The following describes what I’m trying to accomplish, but it’s possible an alternative problem statement can describe my goal:

I want to

divide the following numbers into groups where the variances of the numbers within each group are not too large, and the differences between the averages of groups are not too small

compare the distribution obtained in the end with the “perfect” ones and see how “different” it is from being perfect.

Layman’s explanation of goalI’m trying to calculate income distribution, and determine the “income brackets” each population is in. The income bracket is supposed to be self-adjusting based on the input data.

My goal is to ultimately measure or calculate the difference between the income brackets. I assume there will be many brackets, and want to see how far “apart” each tier is.

Here is a sample of hourly income for a sample set of a population of 20, and a total income of 3587:

`Population= 10 pop=2 population=5 population =3 10, 11,13,14,14,14,14,14,15,20, 40,50 ,90,91,92,93,94 999,999,900`

How can I use mathematical concepts to group, sort and analyze data that acts like income distribution over a given population?

At the end of the calculation, I want to determine tiered income distribution, where a perfect distribution would look (something) like this

`(each person makes $10 more per hour than the previous; total is 3587) 89, 99, 109, 119, 129, 139, 149, 159, 169, 179, 189, 199, 209, 219, 229, 239, 249, 259, 269, 279`

or this:

`(evenly distributed groups of people make the same per hour) (gaps between income groups is consistent and not "too far") (income total is 3587) 99 99 99 129 129 129 159 159 159 199 199 199 229 229 229 269 269 269`

QuestionHow should I analyze the population groups, and measure the gap in a way that will tell me how much is needed to make it more like the last two model sets listed above?

■ Problem set ■
1. Write out everything in the income bracket post from "My goal is to" down to "a given population?", switching "brackets" to "bands".
2. Carry on the income bracket post from the point where it stops.
The data after this is separate from the income bracket post.

■ Source excerpt ■
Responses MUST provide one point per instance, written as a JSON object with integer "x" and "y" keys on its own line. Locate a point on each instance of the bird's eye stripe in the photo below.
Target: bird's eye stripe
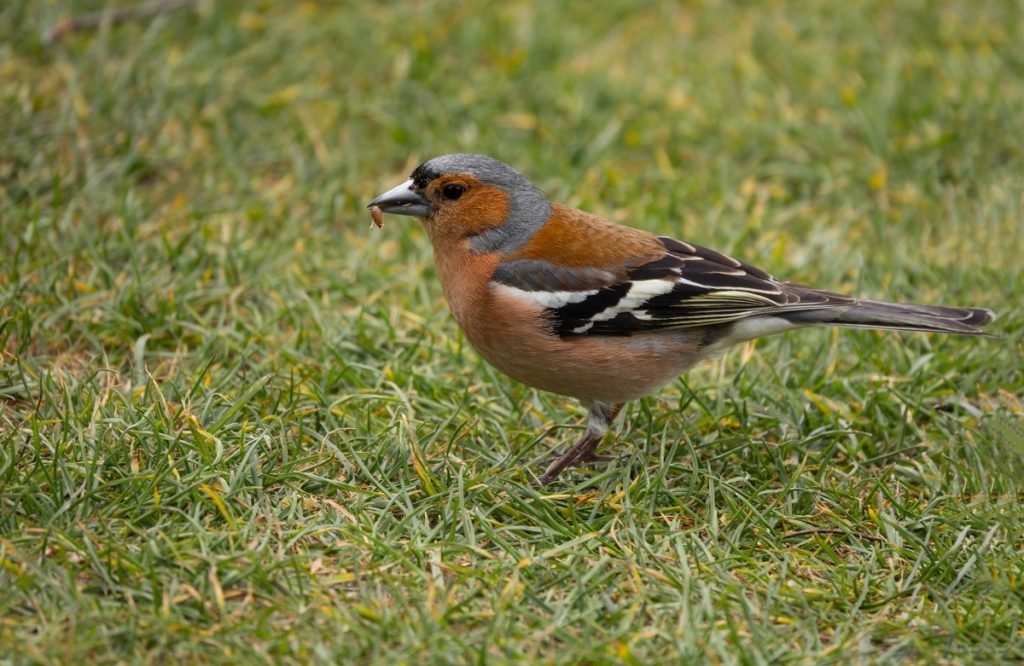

■ Per-task outputs ■
1.
My goal is to ultimately measure or calculate the difference between the income bands. I assume there will be many bands, and want to see how far “apart” each tier is.

Here is a sample of hourly income for a sample set of a population of 20, and a total income of 3587:

`Population= 10 pop=2 population=5 population =3 10, 11,13,14,14,14,14,14,15,20, 40,50 ,90,91,92,93,94 999,999,900`

How can I use mathematical concepts to group, sort and analyze data that acts like income distribution over a given population?

2.
**Answer**

Cluster analysis with a single variable makes perfect sense whenever there is

some dimension along which values can be arranged. This could be a

**measurement scale**, **time** or **space**.

Given ordered data on some **measurement scale**, there might be

interest in looking for relative breaks within a frequency distribution

(antimodes, in one terminology).

Note of caution: However, breaks defining bins that are, or that might seem, arbitrary are widely shunned in several areas of statistical science, and there is widespread and marked preference for binning with equal intervals, and very often for avoiding binning altogether when possible. This is partly a matter of taste, partly one of convention: practices have shifted as it becomes easier to store datasets in their entirety.

A **time** series could be divided into spells,

epochs, periods, whatever, ideally with relatively small differences within

subseries and relatively large differences between subseries. The same

problem arises for **space** whenever a single spatial dimension (horizontal or vertical) is to be subdivided. In geological and other sciences, this is often studied under the heading of zonation.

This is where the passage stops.